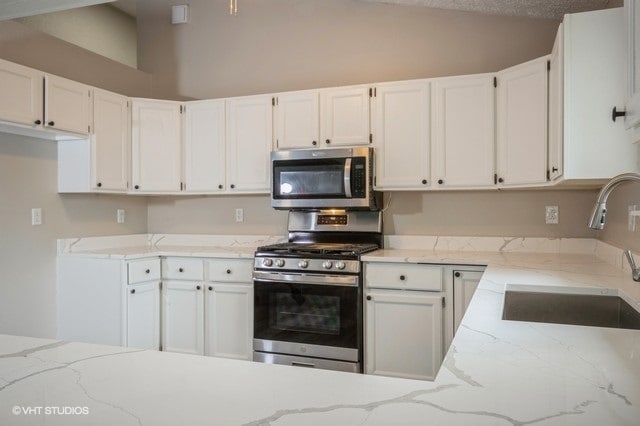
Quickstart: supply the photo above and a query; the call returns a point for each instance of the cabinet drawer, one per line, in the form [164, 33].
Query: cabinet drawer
[143, 270]
[179, 268]
[231, 270]
[409, 276]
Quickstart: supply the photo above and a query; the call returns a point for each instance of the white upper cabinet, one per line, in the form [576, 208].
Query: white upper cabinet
[156, 145]
[297, 119]
[463, 132]
[401, 134]
[67, 105]
[110, 141]
[556, 108]
[249, 141]
[344, 113]
[632, 107]
[21, 99]
[522, 124]
[594, 68]
[204, 146]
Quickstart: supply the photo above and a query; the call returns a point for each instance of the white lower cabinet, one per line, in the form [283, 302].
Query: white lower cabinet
[403, 326]
[143, 315]
[228, 320]
[182, 317]
[403, 333]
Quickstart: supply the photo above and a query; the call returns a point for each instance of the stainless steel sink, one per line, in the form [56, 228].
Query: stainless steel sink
[574, 309]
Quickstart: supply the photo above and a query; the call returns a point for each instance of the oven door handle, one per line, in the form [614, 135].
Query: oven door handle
[347, 178]
[313, 279]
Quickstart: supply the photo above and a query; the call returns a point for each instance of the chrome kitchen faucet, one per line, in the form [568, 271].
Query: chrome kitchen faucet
[600, 210]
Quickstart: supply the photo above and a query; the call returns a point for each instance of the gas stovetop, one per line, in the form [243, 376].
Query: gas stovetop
[317, 249]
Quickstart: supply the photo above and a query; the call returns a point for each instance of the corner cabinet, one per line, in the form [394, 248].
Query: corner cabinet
[100, 164]
[402, 135]
[143, 304]
[297, 119]
[521, 139]
[344, 113]
[403, 319]
[67, 105]
[463, 131]
[204, 146]
[21, 100]
[249, 142]
[156, 129]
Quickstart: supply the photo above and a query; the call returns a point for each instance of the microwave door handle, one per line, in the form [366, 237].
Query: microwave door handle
[347, 178]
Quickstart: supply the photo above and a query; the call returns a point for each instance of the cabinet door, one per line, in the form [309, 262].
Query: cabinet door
[556, 107]
[21, 100]
[110, 141]
[401, 134]
[182, 317]
[344, 116]
[403, 334]
[229, 320]
[522, 124]
[464, 285]
[143, 315]
[297, 118]
[204, 146]
[463, 132]
[67, 105]
[155, 153]
[249, 136]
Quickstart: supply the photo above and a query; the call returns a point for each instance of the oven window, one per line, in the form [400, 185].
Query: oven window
[294, 311]
[316, 314]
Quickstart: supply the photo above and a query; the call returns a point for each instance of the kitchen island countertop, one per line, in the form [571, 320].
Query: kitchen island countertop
[496, 372]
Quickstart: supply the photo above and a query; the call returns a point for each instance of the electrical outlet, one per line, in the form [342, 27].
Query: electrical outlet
[551, 215]
[239, 215]
[633, 213]
[36, 216]
[120, 215]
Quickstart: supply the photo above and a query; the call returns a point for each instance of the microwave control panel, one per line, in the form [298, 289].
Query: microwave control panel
[359, 177]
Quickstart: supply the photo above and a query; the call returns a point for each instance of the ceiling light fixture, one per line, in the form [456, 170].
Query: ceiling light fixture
[233, 7]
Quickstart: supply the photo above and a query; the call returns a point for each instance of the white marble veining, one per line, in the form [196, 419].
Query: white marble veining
[145, 245]
[495, 373]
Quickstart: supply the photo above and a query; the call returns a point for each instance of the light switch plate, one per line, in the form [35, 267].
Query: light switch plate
[551, 215]
[36, 216]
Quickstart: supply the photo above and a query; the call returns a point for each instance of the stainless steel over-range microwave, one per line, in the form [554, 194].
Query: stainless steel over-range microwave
[323, 179]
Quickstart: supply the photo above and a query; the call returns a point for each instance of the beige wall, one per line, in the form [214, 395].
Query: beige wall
[276, 45]
[102, 29]
[28, 169]
[24, 45]
[28, 179]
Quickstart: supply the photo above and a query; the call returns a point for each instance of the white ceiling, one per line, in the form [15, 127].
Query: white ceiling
[530, 8]
[10, 9]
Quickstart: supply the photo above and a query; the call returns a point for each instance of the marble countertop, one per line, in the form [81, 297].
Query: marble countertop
[496, 372]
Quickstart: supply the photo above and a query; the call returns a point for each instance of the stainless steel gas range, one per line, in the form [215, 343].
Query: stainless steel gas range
[308, 291]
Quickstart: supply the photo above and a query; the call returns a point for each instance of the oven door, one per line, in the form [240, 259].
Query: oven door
[308, 315]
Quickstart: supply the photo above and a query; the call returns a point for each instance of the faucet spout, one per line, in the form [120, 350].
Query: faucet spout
[598, 214]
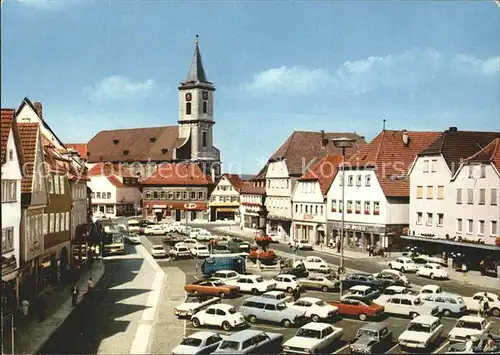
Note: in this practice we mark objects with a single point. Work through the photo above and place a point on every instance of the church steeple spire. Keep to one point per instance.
(196, 72)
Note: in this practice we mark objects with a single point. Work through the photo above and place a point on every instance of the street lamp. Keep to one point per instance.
(343, 143)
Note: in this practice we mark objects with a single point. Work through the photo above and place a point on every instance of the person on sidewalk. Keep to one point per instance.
(75, 292)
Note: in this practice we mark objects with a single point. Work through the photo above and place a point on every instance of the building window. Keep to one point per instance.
(482, 196)
(481, 228)
(429, 219)
(470, 226)
(430, 192)
(470, 196)
(7, 240)
(440, 219)
(440, 192)
(434, 165)
(420, 192)
(204, 139)
(459, 196)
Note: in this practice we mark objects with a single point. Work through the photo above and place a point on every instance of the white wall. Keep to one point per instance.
(11, 211)
(475, 211)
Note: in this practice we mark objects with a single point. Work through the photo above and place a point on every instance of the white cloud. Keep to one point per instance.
(473, 65)
(119, 87)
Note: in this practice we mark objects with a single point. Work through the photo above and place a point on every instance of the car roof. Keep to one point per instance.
(425, 319)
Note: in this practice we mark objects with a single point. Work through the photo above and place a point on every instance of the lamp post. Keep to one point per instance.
(343, 143)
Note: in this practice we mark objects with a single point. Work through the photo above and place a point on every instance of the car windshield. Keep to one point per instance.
(230, 345)
(419, 327)
(309, 333)
(367, 332)
(191, 342)
(468, 325)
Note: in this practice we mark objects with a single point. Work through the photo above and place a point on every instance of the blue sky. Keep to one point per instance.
(278, 66)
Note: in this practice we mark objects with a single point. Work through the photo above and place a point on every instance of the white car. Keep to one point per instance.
(158, 251)
(403, 264)
(468, 325)
(434, 271)
(193, 304)
(473, 303)
(410, 305)
(198, 343)
(220, 315)
(225, 275)
(252, 283)
(286, 282)
(421, 332)
(315, 308)
(391, 291)
(199, 251)
(313, 338)
(313, 263)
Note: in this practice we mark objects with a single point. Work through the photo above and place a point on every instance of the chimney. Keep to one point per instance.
(38, 108)
(406, 139)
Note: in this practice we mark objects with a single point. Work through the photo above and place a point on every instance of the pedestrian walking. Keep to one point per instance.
(75, 292)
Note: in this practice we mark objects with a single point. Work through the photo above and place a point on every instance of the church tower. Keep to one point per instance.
(196, 112)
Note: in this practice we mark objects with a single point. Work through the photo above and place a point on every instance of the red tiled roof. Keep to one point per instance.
(324, 171)
(81, 148)
(455, 145)
(302, 148)
(107, 169)
(488, 155)
(28, 134)
(391, 159)
(135, 144)
(178, 174)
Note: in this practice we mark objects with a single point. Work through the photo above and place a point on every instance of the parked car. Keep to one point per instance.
(448, 303)
(421, 332)
(198, 343)
(403, 264)
(220, 315)
(313, 338)
(473, 303)
(252, 283)
(362, 291)
(266, 309)
(277, 295)
(362, 279)
(358, 307)
(391, 291)
(212, 287)
(468, 325)
(410, 305)
(314, 308)
(251, 341)
(313, 263)
(372, 338)
(286, 282)
(323, 282)
(434, 271)
(158, 251)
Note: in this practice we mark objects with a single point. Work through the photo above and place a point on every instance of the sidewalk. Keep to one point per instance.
(32, 334)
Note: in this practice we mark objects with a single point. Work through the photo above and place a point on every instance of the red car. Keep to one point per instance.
(361, 308)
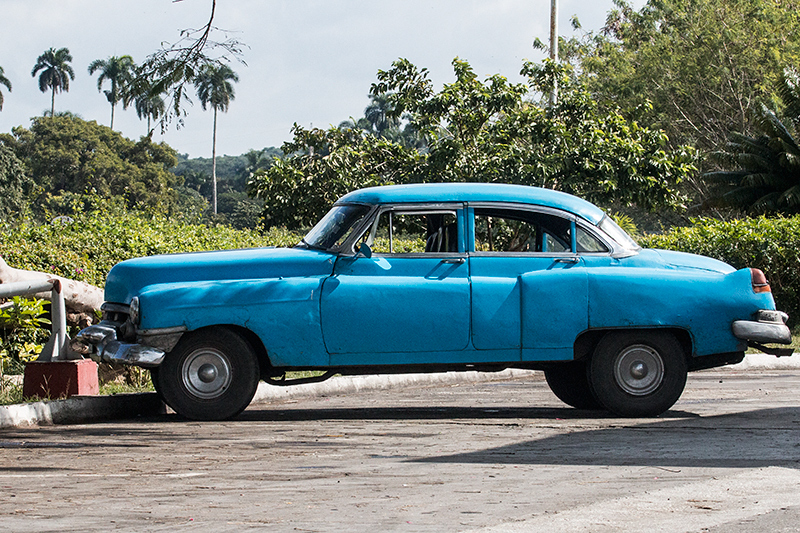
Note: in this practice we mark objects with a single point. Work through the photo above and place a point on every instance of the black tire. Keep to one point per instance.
(638, 374)
(156, 383)
(211, 374)
(570, 384)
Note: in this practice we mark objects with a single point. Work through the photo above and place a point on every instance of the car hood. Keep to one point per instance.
(683, 260)
(128, 278)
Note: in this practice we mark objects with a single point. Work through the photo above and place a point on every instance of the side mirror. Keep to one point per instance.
(365, 250)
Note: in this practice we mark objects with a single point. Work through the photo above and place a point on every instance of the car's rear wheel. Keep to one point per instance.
(569, 382)
(638, 373)
(211, 374)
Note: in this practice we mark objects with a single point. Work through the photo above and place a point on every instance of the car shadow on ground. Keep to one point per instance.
(271, 414)
(751, 439)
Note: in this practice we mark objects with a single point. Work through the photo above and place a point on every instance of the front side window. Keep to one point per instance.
(411, 232)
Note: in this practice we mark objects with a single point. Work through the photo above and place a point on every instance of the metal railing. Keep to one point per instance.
(57, 347)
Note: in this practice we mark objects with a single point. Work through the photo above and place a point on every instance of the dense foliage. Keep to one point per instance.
(15, 185)
(68, 154)
(770, 244)
(479, 131)
(100, 234)
(703, 66)
(761, 173)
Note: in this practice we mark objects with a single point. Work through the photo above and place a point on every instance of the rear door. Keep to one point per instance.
(529, 281)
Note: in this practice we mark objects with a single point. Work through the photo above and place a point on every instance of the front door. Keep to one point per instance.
(409, 302)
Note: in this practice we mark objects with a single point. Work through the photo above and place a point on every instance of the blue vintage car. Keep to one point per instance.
(437, 277)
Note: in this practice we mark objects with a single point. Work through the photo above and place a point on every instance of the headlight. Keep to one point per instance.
(134, 310)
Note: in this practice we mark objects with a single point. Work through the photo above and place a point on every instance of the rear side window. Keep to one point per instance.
(517, 231)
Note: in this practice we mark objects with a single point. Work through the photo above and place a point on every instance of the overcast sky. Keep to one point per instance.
(308, 61)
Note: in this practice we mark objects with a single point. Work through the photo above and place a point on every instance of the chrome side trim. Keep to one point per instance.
(101, 342)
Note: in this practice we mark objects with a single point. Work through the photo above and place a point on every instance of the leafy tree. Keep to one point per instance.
(762, 171)
(172, 67)
(118, 70)
(55, 73)
(15, 186)
(480, 131)
(7, 83)
(67, 154)
(215, 88)
(379, 115)
(703, 66)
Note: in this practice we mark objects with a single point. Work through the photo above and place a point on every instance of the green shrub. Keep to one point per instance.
(22, 333)
(770, 244)
(98, 234)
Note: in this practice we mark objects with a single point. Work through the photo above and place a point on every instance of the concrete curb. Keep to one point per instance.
(82, 409)
(354, 384)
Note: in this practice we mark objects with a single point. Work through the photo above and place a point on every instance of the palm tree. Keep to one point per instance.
(117, 70)
(3, 81)
(762, 173)
(214, 88)
(149, 106)
(56, 73)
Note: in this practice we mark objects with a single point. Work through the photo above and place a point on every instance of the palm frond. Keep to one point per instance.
(729, 177)
(791, 197)
(765, 204)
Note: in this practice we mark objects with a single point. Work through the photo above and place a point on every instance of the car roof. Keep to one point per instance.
(475, 192)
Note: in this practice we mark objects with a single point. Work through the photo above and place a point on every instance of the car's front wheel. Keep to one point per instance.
(638, 373)
(570, 384)
(211, 374)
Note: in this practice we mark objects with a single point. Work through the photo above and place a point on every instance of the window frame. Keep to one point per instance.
(575, 223)
(371, 226)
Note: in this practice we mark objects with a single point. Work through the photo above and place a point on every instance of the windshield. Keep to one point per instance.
(618, 234)
(335, 227)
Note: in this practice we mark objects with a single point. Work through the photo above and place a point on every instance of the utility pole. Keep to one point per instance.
(554, 46)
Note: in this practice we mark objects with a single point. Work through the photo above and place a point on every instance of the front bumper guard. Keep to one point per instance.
(769, 327)
(103, 345)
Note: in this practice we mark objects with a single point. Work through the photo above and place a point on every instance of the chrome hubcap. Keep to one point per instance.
(639, 370)
(206, 373)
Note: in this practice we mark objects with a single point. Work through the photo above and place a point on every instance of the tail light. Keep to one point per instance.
(759, 281)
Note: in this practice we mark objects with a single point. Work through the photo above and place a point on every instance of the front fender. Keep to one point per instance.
(284, 313)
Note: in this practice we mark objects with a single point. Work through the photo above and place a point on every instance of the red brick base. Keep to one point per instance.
(60, 379)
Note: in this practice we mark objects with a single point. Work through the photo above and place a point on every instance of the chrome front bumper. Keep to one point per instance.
(769, 327)
(101, 342)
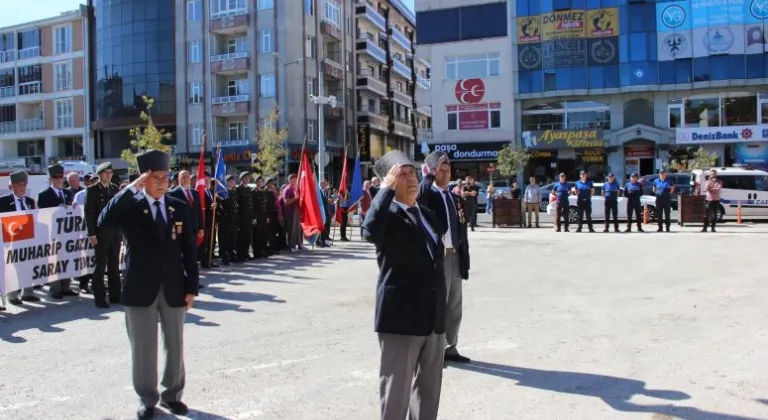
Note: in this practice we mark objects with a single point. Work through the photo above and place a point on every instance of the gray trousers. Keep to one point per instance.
(141, 323)
(410, 376)
(454, 301)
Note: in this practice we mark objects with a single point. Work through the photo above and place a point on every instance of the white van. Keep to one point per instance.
(741, 185)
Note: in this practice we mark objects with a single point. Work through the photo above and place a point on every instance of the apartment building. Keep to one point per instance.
(242, 60)
(387, 76)
(43, 86)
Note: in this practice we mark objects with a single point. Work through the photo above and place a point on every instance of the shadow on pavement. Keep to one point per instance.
(614, 391)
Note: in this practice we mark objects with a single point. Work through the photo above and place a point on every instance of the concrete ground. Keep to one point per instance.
(560, 326)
◇ ◇ ◇ ◇
__Instructions to follow__.
The response must hold only the lines above from the line with "Query: microwave control panel" through the line with "form [196, 419].", each copied exactly, both ends kept.

__Exercise solution__.
Query: microwave control panel
[359, 177]
Quickstart: supply the photo above and a query; the call returns a point for each instance of the ceiling light fixture, one per line, in the form [456, 170].
Query: ceiling light fixture
[233, 7]
Quickstart: supply the photo above and a query; the call returns a point for each instance of the white marble veining, one per line, in the form [196, 419].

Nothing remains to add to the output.